*Records*.
begin

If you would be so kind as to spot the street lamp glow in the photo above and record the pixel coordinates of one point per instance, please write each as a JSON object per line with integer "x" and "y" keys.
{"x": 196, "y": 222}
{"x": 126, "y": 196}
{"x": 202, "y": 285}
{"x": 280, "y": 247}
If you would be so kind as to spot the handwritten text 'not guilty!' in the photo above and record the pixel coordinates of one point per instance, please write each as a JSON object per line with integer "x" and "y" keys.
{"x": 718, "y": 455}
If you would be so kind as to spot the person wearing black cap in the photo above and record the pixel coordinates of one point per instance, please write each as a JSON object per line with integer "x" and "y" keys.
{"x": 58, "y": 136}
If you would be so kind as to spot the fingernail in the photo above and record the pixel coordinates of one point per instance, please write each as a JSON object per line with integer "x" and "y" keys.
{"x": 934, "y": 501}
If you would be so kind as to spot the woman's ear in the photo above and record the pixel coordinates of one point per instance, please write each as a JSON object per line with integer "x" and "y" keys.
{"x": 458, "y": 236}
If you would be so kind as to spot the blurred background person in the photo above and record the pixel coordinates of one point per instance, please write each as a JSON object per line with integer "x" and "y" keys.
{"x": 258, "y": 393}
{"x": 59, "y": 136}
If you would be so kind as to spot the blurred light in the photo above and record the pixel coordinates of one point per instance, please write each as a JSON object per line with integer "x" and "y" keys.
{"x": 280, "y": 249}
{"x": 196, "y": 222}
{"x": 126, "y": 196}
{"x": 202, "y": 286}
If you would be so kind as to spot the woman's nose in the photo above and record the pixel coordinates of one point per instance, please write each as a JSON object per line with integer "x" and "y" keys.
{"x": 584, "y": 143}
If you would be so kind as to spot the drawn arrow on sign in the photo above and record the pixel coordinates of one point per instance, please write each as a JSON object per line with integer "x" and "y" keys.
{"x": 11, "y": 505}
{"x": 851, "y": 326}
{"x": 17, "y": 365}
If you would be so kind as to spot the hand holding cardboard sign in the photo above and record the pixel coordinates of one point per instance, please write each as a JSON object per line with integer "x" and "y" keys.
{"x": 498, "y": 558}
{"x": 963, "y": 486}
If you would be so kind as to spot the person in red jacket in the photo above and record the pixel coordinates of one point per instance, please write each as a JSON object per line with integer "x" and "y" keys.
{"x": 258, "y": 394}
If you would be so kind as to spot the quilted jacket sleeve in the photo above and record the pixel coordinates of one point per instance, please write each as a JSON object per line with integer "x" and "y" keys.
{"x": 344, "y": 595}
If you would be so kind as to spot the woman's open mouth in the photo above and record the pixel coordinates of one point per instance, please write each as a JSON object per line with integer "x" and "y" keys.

end

Please copy out all of the records above word for word.

If you would be so kind as to spot the street lamp glow in the photo above and record the pixel coordinates of one point per instance, please write each as a JSON object per line with integer "x" and "y" keys.
{"x": 196, "y": 222}
{"x": 126, "y": 196}
{"x": 202, "y": 285}
{"x": 280, "y": 247}
If you would be so kind as to spot the handwritten text 'not guilty!' in the photo above and record the pixel coordinates of one point per instance, please write each as a JSON object per line with integer "x" and "y" keys.
{"x": 718, "y": 455}
If you would be so kind as to spot the person wearing black cap in the photo above and record the pixel coordinates of one point per instance, please write each as a JSON object per line with integer "x" and "y" keys.
{"x": 58, "y": 136}
If you would be so kind as to spot the fingernail in the photo above and record the pixel coordinates of one point per instance, please write each as a JSON object per line with integer "x" and "y" keys.
{"x": 934, "y": 501}
If you would be so kind as to spot the woman's ear in the photo above and record the pixel coordinates of one point per instance, please write each as a JSON object per line with integer "x" and "y" keys.
{"x": 458, "y": 236}
If you would be so kind as to spot the blurred background person in the photo above and record the pixel coordinates of one point per instance, please write each as a JSON object per line with integer "x" and "y" keys.
{"x": 258, "y": 393}
{"x": 59, "y": 136}
If you would be so kind as to spot the blurred light in the photo above and record the pixel coordinates of one point per instance, please write each as a JSON object per line with integer "x" and "y" keys.
{"x": 280, "y": 249}
{"x": 196, "y": 222}
{"x": 126, "y": 196}
{"x": 202, "y": 286}
If you would be so kind as to spot the woman's nose in the photo above and record the pixel coordinates of one point per instance, please write each as a JSON object per line with integer "x" and "y" keys.
{"x": 584, "y": 143}
If you would be so kind as to spot the drawn arrow on sign in the photo above and record the pixel coordinates of one point per instance, please write each as a JSON object per line with integer "x" and "y" keys.
{"x": 11, "y": 505}
{"x": 851, "y": 326}
{"x": 17, "y": 365}
If you would be so kind as to spot the hand holding cardboard sign in the photo above and record the pixel coordinates of one point per instance, please write each as a JSON object per line with integer "x" and "y" keys.
{"x": 498, "y": 558}
{"x": 963, "y": 486}
If you would be so kind as to spot the person in red jacket in the photo above and record the pixel coordinates of one point per instance, please write each as a JSON object per line with integer "x" and "y" keys.
{"x": 258, "y": 394}
If you would be so kind as to spot the quilted jacket sleeve in the photo above and record the pixel coordinates of one point per instance, please write each as a JSON object per line with integer "x" and "y" keys.
{"x": 344, "y": 595}
If you would be so kind as to spot the woman's open mouth in the photo above and record the pixel coordinates of one point per instance, please write each as a JSON object per line with integer "x" and "y" keys.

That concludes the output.